(Dataset entries)
---------------

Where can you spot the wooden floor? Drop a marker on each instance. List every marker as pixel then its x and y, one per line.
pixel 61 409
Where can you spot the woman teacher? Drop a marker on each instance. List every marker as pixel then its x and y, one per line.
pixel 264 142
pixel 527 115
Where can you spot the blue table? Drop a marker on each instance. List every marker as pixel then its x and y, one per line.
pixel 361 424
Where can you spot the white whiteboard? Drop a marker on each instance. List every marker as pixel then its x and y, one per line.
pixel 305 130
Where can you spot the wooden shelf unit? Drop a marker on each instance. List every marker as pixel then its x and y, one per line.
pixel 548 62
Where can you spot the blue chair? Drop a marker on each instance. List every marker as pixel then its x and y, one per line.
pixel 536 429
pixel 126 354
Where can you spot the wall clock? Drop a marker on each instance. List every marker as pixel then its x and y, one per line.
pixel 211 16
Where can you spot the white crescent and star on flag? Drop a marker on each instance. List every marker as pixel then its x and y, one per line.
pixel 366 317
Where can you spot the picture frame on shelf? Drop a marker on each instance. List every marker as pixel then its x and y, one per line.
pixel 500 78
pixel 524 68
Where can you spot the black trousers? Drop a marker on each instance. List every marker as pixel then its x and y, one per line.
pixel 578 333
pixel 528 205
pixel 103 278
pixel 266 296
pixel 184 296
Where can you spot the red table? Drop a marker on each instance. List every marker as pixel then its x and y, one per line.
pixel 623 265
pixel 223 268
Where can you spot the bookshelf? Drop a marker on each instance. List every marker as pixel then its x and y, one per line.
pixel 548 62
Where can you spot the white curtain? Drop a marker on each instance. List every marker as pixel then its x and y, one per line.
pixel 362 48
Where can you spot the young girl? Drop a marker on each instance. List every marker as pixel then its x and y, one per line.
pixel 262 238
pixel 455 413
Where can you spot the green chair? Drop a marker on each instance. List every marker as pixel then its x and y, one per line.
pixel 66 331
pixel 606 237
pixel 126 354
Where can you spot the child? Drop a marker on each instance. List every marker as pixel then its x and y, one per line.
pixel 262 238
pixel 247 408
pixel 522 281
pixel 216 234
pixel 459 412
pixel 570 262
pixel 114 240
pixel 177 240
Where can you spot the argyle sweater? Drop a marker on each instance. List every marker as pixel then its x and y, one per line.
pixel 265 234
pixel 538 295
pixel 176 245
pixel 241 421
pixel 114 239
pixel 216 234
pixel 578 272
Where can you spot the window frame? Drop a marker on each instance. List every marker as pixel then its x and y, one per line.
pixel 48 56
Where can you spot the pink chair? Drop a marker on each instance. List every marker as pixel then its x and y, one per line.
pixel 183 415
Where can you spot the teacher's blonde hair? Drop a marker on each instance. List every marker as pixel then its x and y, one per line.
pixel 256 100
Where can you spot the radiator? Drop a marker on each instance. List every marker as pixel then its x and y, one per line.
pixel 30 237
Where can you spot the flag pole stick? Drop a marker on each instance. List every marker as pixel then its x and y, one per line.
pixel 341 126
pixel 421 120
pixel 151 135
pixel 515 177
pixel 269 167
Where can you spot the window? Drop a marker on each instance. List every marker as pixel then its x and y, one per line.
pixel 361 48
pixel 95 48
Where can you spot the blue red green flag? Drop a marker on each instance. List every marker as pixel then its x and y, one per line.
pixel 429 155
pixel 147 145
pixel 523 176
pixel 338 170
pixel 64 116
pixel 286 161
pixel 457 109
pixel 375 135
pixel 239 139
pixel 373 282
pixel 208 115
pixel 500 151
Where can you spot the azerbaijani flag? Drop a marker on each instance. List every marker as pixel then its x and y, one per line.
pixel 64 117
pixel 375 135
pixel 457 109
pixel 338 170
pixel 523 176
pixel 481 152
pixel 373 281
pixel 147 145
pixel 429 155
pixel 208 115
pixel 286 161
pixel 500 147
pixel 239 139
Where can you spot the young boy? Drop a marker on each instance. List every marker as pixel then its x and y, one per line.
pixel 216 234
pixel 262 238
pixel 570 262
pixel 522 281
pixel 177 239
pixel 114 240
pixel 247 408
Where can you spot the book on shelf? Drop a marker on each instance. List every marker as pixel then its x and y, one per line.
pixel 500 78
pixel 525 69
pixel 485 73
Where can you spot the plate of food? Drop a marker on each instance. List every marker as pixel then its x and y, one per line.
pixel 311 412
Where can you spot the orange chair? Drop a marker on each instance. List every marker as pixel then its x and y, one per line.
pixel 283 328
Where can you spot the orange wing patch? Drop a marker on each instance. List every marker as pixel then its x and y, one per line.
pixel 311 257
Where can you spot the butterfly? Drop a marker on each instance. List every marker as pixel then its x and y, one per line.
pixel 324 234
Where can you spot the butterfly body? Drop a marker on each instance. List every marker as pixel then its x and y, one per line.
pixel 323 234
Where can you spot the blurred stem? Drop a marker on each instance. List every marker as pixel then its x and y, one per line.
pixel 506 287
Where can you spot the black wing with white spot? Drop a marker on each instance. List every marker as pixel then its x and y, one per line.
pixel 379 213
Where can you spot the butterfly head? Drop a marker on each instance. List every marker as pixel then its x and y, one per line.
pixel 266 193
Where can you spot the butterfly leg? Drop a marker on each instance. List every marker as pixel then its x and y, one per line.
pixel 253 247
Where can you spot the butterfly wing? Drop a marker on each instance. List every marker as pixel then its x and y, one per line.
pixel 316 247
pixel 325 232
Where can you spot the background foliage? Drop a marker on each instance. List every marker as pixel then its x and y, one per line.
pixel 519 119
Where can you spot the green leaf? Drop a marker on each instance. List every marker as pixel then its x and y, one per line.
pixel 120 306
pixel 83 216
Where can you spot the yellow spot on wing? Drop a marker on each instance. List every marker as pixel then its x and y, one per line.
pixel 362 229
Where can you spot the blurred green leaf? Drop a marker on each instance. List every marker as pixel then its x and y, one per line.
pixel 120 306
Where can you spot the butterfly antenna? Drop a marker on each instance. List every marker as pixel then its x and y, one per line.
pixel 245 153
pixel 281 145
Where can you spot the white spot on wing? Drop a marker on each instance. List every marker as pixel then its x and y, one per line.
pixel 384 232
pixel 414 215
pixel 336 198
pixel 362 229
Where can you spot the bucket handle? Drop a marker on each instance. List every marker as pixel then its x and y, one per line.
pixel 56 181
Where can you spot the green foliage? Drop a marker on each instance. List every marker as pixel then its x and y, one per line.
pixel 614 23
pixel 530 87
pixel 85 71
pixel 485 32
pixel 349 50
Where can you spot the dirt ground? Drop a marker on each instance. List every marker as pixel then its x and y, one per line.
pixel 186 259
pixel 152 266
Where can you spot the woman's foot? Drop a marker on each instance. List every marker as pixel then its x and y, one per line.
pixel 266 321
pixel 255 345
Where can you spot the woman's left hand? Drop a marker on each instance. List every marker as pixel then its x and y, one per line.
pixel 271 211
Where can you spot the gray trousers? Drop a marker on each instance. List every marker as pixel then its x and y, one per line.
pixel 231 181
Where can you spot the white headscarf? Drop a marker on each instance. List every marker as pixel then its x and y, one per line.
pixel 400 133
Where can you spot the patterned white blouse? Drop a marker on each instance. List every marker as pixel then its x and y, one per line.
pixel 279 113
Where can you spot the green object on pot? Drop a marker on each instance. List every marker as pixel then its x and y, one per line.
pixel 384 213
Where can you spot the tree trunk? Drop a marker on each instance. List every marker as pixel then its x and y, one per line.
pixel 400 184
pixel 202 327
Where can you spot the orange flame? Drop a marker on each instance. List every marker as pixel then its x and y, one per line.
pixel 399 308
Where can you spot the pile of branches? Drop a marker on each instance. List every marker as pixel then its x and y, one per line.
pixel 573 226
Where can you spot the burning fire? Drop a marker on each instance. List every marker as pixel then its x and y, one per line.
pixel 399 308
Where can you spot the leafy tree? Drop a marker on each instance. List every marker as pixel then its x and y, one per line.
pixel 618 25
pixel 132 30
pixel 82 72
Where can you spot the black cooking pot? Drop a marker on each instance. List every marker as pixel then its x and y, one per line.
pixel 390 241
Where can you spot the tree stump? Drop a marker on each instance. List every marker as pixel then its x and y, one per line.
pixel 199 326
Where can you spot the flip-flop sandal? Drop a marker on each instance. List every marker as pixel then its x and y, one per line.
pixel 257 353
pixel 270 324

---------------

TASK DESCRIPTION
Output the line holding "Where can you spot the black cooking", then every later line through the end of the records above, exactly as given and nothing else.

RESULT
Where can you spot the black cooking pot? Drop a marker on each instance. List every marker as pixel then its x and y, one per line.
pixel 390 241
Where can you spot the tree stump? Drop a marker on each instance. List every marker as pixel then its x and y, one per line.
pixel 199 326
Where can you spot the flip-flop sandal? Drop a marker on each instance. List every marker as pixel then its x and y, one per line.
pixel 257 353
pixel 270 324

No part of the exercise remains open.